▶ Excerpt provided:
※
Once you have the XML dump of Wikipedia you need to unpack it and prepare it. It is compressed with bzip2 so you will need to do unpack it, which again, is as easy as calling bunzip2.
rob@home:~/wikipedia# bunzip enwiki-latest-pages-articles.xml.bz2
This will take a while and hammer the CPU so go make a cup of tea and read the paper for a few minutes...
Once it has unpacked you will have one enormous XML file (about 14Gb). Unless you have configured PHP specifically it will not be able to handle files this big (if you have then you probably know about it so you can skip to the next section). The easiest solution to this problem is to just chop the file up into lots of smaller files, UNIX provides a very good tool for this, split. We need files less than 1Gb so let's split it into 900Mb chunks. The following command will give us 15-16 files named enwiki-chunks-aa, enwiki-chunks-ab, etc.
rob@home:~/wikipedia# split --bytes=900m enwiki-latest-pages-articles.xml enwiki-chunks-
Step 2. Preparing The Data
Now that we have our Wikipedia data in a form that PHP can read we can move to the Forage install directory and start playing with the example. Change directory to the examples/wikipedia directory of your Forage install. First we want to filter down the full Wikipedia dump to our vertical, this is done with the writer.php script. If you want to index Wikipedia in it's entirety you can skip straight to the Indexing section This script will parse the split Wikipedia dump extracting articles by their category and inserting those which match your patterns into a stripped down xml file. You can get a brief manual of this script with the following command.
rob@home:~/forage/examples/wikipedia# php writer.php --help
For this script to work you need to have a categories.lst file containing PCRE regular expressions, one per line. The categories.lst I'm using is in the Forage release and looks like this.
#food#i #cook#i #recipe#i #meat#i #vegetable#i #poultry#i
So, for me to run this script with verbose output and write the output to the same path as the wikipedia dump I would use the following command. Which will give you a much more manageable XML file containing just the data we're going to index on a subset of the articles in the main dump. This will take a seriously long time, it has to parse over 4 million documents, extract their categories and match them against the set of regular expressions before deciding whether or not it should go into the vertical search. When I ran it on my laptop it took almost 9 hours!
rob@home:~/forage/examples/wikipedia# php writer.php --verbose --categories=./categories.lst --target=~/wikipedia/vertical-food.xml ~/wikipedia/enwiki-chunks*
Step 4: Indexing
At this point we have a stripped down XML document containing Wikipedia articles for our chosen vertical. Next step is to get them into an index so that we can search over them. For this example I'm going to use Solr because it is the only backend to support faceting at the moment. I will not discuss the installation and configuration of Solr beyond providing the required schema.xml. To run the indexer we need to use the provided parser which works the same way as writer.php but rather than writing to another XML file it writes to an index through Forage. The following command will index our newly created food vertical with Solr (we have to use source='mini' because writer.php uses a stripped XML format, if we were indexing straight from the raw Wikipedia dump we would use source='full').
※
▶ Data supplied:
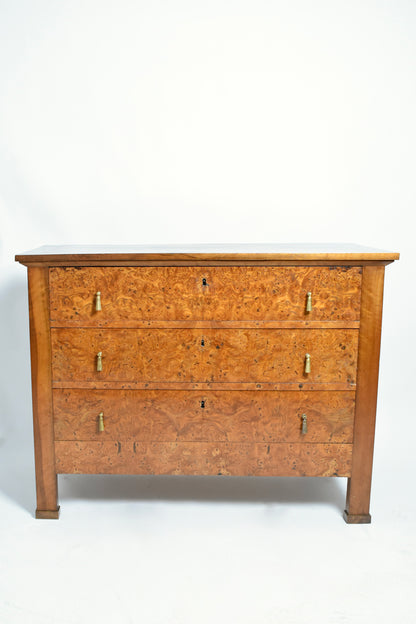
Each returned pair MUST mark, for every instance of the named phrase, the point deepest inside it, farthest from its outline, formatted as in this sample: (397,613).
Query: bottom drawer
(210,416)
(204,458)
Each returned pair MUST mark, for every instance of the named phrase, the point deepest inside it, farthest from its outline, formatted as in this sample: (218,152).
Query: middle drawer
(210,355)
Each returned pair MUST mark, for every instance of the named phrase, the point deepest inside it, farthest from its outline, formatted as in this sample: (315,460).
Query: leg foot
(356,518)
(47,514)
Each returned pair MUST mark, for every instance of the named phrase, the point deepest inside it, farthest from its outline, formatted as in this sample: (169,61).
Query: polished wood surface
(225,252)
(213,416)
(203,293)
(203,362)
(204,458)
(229,355)
(40,354)
(359,485)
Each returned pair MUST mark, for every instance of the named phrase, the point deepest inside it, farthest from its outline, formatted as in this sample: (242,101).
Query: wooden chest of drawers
(205,361)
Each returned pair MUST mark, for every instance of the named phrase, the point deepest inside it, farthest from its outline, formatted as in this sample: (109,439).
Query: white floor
(197,550)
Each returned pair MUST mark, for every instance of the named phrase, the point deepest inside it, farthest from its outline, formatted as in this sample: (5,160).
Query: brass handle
(304,424)
(98,301)
(101,422)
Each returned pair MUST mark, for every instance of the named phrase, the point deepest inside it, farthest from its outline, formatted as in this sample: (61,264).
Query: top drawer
(203,293)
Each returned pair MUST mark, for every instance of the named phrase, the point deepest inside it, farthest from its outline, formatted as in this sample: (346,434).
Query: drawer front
(214,355)
(194,416)
(203,293)
(204,458)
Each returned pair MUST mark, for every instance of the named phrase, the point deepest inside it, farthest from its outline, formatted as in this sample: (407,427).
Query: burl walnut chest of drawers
(255,361)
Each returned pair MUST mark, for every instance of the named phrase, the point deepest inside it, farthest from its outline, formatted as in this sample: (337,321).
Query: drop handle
(98,301)
(304,428)
(101,422)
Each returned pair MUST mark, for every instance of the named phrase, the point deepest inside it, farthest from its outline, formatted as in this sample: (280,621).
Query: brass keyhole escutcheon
(304,424)
(98,301)
(101,422)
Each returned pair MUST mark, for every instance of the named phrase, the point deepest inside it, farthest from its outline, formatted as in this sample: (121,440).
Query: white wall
(127,121)
(208,121)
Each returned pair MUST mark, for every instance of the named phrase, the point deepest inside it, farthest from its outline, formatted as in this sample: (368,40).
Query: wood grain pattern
(175,293)
(40,354)
(202,385)
(192,416)
(359,485)
(193,253)
(226,355)
(204,458)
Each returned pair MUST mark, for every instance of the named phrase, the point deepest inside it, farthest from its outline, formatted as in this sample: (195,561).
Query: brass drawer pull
(101,422)
(304,424)
(98,301)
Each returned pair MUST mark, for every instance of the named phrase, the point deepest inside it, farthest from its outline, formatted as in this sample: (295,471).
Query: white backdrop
(221,121)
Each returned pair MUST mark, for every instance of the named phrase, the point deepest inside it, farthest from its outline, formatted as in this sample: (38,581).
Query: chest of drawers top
(206,359)
(119,255)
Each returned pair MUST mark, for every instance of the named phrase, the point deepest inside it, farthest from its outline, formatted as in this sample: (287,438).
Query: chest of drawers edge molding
(372,265)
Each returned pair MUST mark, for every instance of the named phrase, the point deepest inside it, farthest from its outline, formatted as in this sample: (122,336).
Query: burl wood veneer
(209,360)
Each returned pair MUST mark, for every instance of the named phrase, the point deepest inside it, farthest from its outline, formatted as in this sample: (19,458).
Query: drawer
(204,458)
(211,355)
(129,294)
(194,416)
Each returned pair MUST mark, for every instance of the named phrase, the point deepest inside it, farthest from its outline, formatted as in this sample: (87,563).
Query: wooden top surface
(331,252)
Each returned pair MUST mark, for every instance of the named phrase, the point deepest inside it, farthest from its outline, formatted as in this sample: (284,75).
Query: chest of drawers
(207,361)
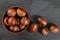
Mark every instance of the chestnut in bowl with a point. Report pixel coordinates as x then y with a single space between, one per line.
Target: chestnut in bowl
54 28
13 19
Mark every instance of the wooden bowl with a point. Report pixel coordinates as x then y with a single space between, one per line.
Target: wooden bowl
5 15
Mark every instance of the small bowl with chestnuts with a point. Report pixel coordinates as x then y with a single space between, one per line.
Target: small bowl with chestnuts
16 19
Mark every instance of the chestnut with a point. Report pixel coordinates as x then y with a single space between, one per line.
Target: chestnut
18 21
21 26
5 21
11 12
21 12
14 28
33 27
25 21
42 21
44 31
12 21
54 28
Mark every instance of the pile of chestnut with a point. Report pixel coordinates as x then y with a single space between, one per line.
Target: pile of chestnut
43 28
16 19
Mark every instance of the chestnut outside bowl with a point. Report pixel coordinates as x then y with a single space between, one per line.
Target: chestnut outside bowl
5 16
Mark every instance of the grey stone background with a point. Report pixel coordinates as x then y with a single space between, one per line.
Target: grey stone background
50 9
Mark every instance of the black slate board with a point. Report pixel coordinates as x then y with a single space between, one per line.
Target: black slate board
50 9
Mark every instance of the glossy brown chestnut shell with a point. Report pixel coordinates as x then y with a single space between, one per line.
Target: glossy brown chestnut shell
33 27
22 26
11 12
14 17
12 21
6 21
21 12
42 21
54 28
44 31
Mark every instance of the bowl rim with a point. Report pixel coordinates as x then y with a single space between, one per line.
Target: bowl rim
23 29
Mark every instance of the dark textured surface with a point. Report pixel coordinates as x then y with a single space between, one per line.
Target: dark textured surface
50 9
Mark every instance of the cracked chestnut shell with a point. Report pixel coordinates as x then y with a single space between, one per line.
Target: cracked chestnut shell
54 28
42 21
44 31
25 21
12 21
33 27
11 12
21 12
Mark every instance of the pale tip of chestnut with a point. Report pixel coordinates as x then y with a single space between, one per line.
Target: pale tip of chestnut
11 12
33 27
12 21
44 31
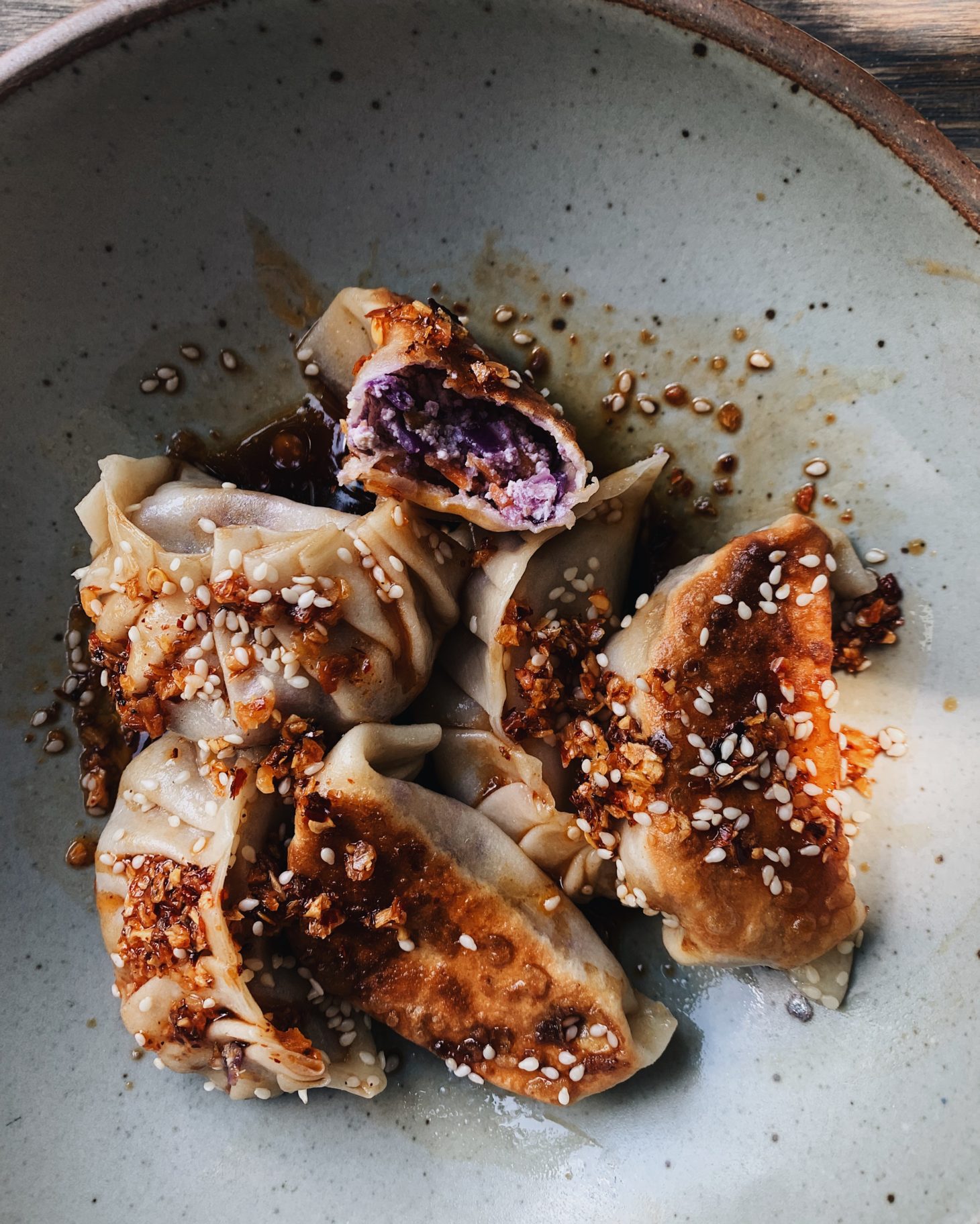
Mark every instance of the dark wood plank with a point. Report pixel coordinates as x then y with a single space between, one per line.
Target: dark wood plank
926 50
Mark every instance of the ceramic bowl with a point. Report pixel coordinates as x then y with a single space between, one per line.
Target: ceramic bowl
702 183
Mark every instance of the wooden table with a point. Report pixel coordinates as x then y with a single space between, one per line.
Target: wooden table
926 50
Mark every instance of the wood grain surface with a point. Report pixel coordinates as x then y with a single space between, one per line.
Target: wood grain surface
926 50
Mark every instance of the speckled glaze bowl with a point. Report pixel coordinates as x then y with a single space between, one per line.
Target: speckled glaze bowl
723 187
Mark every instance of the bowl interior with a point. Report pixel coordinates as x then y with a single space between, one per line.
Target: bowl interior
213 179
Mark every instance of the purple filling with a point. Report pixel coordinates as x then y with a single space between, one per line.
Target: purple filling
472 445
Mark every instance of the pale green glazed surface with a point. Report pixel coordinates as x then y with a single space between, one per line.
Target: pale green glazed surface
132 199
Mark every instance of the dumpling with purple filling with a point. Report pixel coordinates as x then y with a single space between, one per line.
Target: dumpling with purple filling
435 420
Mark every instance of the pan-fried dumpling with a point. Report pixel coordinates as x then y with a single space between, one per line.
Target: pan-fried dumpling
534 579
200 983
726 672
434 420
219 611
429 917
505 784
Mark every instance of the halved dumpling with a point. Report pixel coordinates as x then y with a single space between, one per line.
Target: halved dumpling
434 420
726 672
429 917
199 982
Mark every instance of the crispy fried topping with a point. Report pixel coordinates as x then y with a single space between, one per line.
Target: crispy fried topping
162 915
870 621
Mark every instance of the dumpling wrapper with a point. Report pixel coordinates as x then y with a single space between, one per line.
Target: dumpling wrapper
505 784
530 570
168 885
178 617
750 627
448 933
434 420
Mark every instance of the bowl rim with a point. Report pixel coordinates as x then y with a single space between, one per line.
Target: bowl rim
763 37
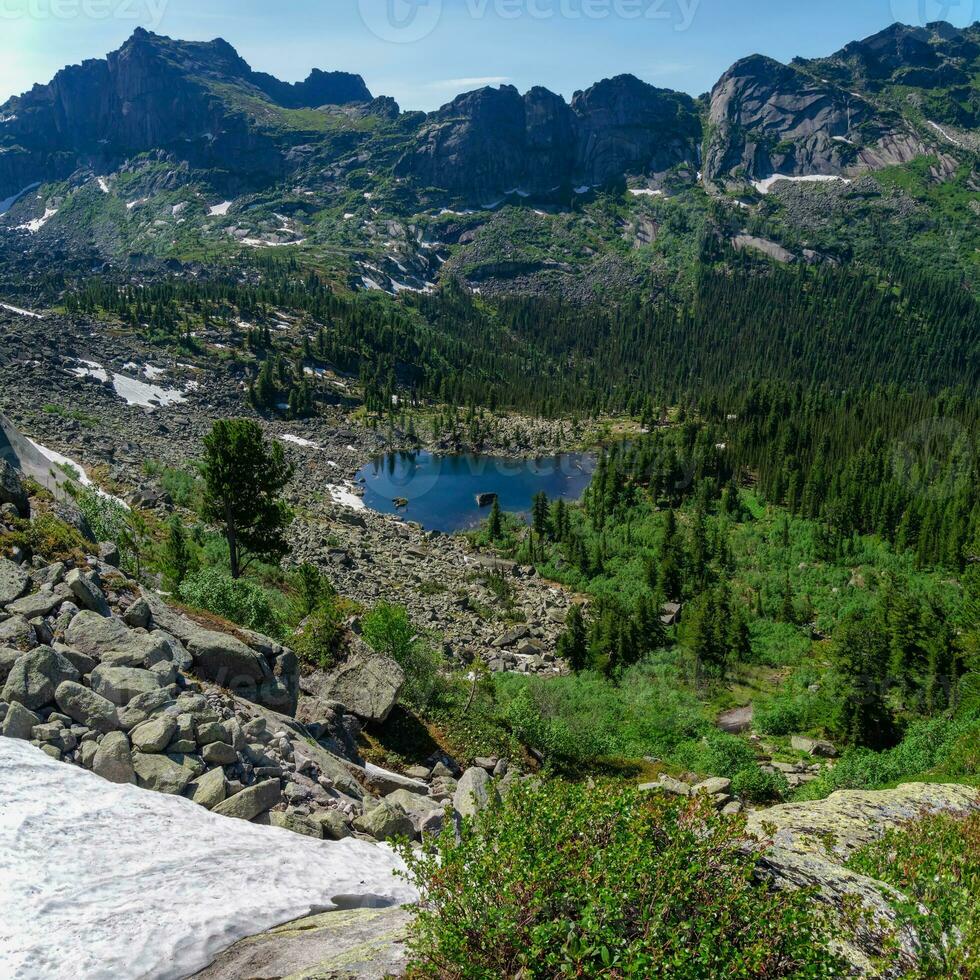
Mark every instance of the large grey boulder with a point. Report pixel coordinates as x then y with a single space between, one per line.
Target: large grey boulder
19 722
35 677
161 773
87 593
17 632
154 735
86 707
385 822
473 792
251 801
12 490
14 581
364 943
114 760
98 635
8 657
813 840
367 685
208 790
121 685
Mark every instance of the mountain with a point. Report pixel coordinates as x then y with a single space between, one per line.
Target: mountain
176 156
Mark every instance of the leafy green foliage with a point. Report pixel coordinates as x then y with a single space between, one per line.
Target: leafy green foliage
239 600
567 880
935 862
389 631
244 477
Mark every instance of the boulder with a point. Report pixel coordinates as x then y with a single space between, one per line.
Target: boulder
14 582
812 841
12 490
208 790
19 722
86 707
813 746
35 677
251 801
8 658
473 792
367 685
161 773
87 593
113 759
154 735
385 822
364 943
219 754
122 684
17 631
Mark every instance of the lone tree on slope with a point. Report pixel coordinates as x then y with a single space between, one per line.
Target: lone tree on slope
244 477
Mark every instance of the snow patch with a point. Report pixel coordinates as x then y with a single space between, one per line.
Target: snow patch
104 881
38 223
131 390
942 132
20 312
7 204
300 441
764 186
344 496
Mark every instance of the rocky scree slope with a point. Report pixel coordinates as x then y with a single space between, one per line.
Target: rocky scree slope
100 673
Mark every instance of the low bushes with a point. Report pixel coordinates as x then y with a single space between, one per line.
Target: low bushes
562 880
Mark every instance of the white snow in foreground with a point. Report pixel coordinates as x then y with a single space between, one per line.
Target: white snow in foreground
131 390
37 224
20 312
60 461
105 881
344 496
261 243
764 186
7 204
942 132
299 441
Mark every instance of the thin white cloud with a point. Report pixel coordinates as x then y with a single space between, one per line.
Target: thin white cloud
460 84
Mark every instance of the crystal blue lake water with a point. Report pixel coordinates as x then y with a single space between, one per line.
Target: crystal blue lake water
441 490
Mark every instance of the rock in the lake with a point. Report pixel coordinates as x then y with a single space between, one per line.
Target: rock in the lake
114 760
35 677
14 581
86 707
251 801
473 792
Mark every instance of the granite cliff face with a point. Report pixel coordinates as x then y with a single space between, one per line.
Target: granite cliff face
495 141
197 100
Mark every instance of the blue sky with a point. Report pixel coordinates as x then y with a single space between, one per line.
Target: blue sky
423 52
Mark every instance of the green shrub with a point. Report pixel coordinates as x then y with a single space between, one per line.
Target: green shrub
936 863
757 786
240 600
389 631
717 754
563 880
318 640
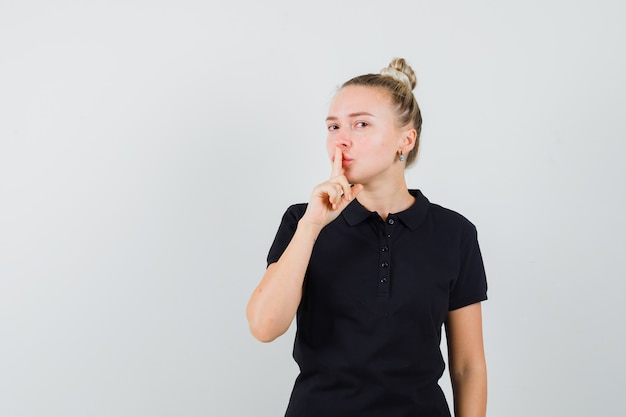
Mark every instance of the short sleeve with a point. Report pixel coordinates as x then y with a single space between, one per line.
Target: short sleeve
471 284
285 232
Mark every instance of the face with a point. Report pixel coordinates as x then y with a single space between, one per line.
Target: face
362 123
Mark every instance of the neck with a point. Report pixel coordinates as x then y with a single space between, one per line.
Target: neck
386 199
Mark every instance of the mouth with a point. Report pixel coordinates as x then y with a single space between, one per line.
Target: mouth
345 160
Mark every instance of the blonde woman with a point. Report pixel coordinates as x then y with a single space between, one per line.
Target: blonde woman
372 271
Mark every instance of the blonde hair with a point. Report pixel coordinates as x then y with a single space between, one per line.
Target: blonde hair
398 79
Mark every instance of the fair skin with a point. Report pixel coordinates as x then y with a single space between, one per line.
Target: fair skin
363 144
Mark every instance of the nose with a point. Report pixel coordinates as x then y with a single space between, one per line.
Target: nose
342 140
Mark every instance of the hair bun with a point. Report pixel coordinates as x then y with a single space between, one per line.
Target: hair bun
399 70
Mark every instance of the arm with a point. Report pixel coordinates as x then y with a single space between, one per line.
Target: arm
275 300
468 369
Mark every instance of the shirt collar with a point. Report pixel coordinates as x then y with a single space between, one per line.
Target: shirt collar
355 213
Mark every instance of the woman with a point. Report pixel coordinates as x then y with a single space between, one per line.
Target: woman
373 270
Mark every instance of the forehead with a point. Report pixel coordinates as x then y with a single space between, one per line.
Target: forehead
※
▶ What to do:
1. Give every regular expression that the Wikipedia indexing guide shows in its categories.lst file.
2. According to the Wikipedia indexing guide, how long did the writer.php script take to run on the author's laptop?

▶ List of solutions:
1. #food#i, #cook#i, #recipe#i, #meat#i, #vegetable#i, #poultry#i

2. Almost 9 hours.